BEGIN Provided text
Former Simpsons writer/showrunner and notorious “hacktivist” Bill Oakley, who has been in communication with fans via the internet since before most people even had the internet, has been tearin’ up the Twitter lately, uploading a treasure trove of rare Simpsons material that has never before been made public. Among the documents uploaded so far: the first draft of “$pringfield, (Or, How I Learned to Stop Worrying and Love Legalized Gambling),” the first draft of the “Skinner and the Superintendent” segment from “22 Short Films About Springfield,” the original story outline for “Two Bad Neighbors,” and a list of random ideas.

Among the more intriguing ideas lost to the sands of time:

  • An aborted “$pringfield” subplot involving Bruce Willis, Arnold Schwarzenegger, and Sylvester Stallone maintaining a Planet Hollywood in Springfield that got dropped since the three actors never actually agreed to be on the show.
END Provided text
BEGIN Listed entries
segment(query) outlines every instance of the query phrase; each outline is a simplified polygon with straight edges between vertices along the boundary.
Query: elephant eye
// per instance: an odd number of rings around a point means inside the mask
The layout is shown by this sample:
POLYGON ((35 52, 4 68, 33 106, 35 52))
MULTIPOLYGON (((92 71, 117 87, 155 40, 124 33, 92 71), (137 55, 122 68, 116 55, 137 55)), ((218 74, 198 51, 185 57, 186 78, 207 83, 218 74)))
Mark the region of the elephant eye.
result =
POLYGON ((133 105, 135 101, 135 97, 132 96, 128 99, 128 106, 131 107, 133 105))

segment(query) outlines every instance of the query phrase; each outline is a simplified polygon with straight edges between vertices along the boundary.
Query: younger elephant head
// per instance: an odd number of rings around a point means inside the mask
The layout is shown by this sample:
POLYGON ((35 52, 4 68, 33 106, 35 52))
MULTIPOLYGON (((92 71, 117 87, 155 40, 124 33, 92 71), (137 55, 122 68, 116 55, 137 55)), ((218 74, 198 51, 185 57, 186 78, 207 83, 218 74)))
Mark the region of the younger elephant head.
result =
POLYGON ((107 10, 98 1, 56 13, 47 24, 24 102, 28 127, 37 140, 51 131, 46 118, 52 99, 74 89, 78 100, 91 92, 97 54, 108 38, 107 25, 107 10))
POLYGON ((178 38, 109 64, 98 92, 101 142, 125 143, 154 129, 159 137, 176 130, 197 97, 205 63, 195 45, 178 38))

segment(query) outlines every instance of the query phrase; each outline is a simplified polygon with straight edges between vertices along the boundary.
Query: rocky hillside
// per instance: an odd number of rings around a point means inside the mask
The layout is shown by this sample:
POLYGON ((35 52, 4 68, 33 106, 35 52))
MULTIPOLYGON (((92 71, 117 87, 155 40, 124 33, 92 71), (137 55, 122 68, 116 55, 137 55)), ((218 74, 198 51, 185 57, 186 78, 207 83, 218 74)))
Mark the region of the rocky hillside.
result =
END Listed entries
Work to complete:
- A) Transcribe part of the Simpsons passage, beginning at "Among the more" and stopping after "on the show.".
- B) Write the next part of the Simpsons passage, continuing from its last sentence.

Answers provided:
- A)
Among the more intriguing ideas lost to the sands of time:

  • An aborted “$pringfield” subplot involving Bruce Willis, Arnold Schwarzenegger, and Sylvester Stallone maintaining a Planet Hollywood in Springfield that got dropped since the three actors never actually agreed to be on the show.

- B)
  • More scenes of Springfield being hit by an economic recession, which somehow feels more timely and relevant than last year’s “No Loan Again, Naturally” despite being written a decade earlier.
  • George and Barbara Bush eating pizza.
  • An episode plot where Bart obtains 144 Jeeps for some reason.
  • This visual gag:
     

    The town secretary records the vote in a ledger, where we see
    previous idiotic town votes, e.g. “Above-Ground H-Bomb Test,”
    “Lower Drinking Age to 14,” and “Build Monorail.”